Provided information: Begin

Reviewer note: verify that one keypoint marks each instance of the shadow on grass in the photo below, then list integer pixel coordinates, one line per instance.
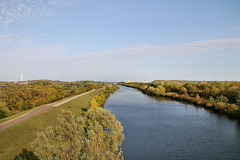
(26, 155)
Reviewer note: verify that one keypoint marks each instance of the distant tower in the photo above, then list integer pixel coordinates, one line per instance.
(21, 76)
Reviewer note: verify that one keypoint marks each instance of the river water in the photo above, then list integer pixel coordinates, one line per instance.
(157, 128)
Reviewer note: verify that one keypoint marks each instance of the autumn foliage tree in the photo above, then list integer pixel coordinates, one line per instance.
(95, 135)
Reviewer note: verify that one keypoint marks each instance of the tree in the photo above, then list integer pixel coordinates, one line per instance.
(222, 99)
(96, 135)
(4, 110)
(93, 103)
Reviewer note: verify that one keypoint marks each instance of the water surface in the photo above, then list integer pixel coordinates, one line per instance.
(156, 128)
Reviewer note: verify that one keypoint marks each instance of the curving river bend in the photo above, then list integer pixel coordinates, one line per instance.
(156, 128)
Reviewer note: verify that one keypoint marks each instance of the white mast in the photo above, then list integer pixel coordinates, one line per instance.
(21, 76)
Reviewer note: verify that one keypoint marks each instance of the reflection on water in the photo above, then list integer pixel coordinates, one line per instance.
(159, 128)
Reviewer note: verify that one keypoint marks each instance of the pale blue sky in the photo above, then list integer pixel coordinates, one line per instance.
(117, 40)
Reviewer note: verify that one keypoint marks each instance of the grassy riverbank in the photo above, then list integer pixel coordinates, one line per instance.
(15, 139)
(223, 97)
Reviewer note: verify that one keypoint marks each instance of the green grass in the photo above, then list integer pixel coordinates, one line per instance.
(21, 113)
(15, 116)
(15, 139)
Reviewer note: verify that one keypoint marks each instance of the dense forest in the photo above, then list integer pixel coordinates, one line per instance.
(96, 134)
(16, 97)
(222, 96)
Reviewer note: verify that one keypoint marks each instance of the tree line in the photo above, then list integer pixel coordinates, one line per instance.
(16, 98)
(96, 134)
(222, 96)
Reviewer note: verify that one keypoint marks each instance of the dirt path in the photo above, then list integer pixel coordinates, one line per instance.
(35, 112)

Provided information: End
Provided information: Begin

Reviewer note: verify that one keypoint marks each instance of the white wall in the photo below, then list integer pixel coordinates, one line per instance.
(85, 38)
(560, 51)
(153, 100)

Provided information: End
Provided information: Begin

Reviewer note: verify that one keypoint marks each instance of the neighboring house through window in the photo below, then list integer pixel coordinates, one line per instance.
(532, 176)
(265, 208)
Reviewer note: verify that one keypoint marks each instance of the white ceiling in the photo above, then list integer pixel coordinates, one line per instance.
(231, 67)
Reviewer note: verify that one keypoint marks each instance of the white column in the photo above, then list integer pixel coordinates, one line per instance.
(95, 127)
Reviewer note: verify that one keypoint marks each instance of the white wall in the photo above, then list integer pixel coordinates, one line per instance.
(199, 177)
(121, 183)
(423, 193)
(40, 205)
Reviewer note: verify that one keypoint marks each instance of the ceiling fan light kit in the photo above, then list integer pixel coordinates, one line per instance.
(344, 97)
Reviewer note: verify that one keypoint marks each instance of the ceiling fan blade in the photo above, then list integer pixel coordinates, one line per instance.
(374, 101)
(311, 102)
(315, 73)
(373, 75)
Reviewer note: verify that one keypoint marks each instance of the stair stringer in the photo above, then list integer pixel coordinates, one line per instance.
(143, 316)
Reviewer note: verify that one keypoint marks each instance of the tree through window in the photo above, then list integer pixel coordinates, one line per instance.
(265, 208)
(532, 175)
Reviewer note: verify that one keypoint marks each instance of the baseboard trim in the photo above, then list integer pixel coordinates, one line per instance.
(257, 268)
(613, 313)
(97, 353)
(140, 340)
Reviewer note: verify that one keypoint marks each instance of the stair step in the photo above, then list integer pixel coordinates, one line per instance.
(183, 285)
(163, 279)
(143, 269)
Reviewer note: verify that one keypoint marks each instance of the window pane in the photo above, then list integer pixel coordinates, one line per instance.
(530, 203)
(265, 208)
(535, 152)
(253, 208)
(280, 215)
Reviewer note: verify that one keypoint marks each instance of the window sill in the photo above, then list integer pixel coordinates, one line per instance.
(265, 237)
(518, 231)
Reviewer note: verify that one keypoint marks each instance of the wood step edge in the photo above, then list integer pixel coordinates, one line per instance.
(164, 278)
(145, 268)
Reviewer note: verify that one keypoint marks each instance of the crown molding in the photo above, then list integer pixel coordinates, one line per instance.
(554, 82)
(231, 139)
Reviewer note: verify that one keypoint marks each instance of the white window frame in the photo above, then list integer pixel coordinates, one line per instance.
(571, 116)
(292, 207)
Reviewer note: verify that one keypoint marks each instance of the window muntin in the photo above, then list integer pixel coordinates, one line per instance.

Provided information: End

__Problem to work on__: Would you print exactly, and only, the lines of the data above from the line with "the stair stringer" through the line with "the window muntin", inclusive?

__Answer for the task__:
Reviewer note: verify that one keypoint marks each instance of the stair stringer in the photo above, then list integer pixel coordinates, one line per instance.
(143, 316)
Reviewer note: verify that one keypoint marks each instance of the tree through window in the photo above, then list integer pixel coordinates, one line per instance.
(265, 208)
(532, 175)
Reviewer note: verify that one keypoint marks each instance of the baseboard trim in the photo above, then list integer pixel coordinates, one line per instance.
(257, 268)
(613, 313)
(97, 353)
(140, 340)
Reviewer note: verify that one keypoint marks each instance of the stair step in the photo above, then list integer pixel coordinates, one line per instance.
(183, 285)
(163, 279)
(143, 269)
Reviewer note: verify that one keypoint marks each instance of the window pane in the photo above, then list integer pixel coordinates, one line per instance.
(530, 203)
(265, 208)
(535, 152)
(253, 208)
(280, 215)
Reviewer note: verify that one keypoint marks each instance of the window sill in the photo above, then list integer pixel coordinates, one line per instance.
(265, 237)
(518, 231)
Reviewer note: verify that one keypoint marks each instance of the wood step edge in the photo above, then list integer pixel coordinates, one line per instance.
(164, 278)
(145, 268)
Reviewer note: verify that one keypoint marks each instance of the crown molding in the photo above, then list integer pixel coordinates, one line per instance.
(554, 82)
(231, 139)
Reviewer note: verify that one keypoint marks each instance of the white window frame in the photo above, then list integer pixel coordinates, one line per instance.
(571, 116)
(292, 207)
Reviewer note: verify that one keypoint marks each instance of the window muntin in the photo above, then list integer pixel coordinates, one line per instance.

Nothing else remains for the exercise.